**WHAT YOU HAVE TO DO:** Copy the lines below exactly as they appear, from the first one through the line that contains "pixel 672 463".

(Data records)
-*-

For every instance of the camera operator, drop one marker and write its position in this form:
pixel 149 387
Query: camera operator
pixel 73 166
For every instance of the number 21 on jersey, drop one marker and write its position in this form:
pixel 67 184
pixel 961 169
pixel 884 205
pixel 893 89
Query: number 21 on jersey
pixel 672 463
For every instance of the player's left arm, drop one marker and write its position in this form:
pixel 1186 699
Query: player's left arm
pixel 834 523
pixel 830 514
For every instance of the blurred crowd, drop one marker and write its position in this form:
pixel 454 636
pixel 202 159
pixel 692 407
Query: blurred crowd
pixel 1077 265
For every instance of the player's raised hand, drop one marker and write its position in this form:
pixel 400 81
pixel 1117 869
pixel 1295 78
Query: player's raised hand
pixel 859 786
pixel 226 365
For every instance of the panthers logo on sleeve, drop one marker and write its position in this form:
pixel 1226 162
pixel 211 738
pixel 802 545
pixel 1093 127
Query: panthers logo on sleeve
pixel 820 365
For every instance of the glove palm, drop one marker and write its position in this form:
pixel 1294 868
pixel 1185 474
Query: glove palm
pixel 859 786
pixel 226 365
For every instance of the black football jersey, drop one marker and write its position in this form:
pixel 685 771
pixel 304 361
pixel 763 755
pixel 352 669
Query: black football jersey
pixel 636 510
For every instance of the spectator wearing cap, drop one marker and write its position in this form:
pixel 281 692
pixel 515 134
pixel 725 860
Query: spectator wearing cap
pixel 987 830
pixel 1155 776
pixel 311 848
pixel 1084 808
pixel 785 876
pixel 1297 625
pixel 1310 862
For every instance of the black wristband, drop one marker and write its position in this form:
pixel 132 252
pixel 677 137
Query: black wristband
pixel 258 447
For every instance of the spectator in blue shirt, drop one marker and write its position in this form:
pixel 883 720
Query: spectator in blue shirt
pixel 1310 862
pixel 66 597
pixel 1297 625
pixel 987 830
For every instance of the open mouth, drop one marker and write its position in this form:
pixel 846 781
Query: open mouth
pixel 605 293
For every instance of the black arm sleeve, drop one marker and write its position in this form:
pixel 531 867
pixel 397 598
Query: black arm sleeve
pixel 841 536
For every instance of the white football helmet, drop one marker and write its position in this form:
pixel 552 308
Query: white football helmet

-*-

**RESULT BELOW:**
For every instance of the camera operator, drop one marker and write its position in this form:
pixel 149 387
Query: camera operator
pixel 73 166
For every instance of the number 21 on jersey, drop one marker and write its position in this form:
pixel 67 184
pixel 961 169
pixel 884 205
pixel 893 89
Query: number 21 on jersey
pixel 672 463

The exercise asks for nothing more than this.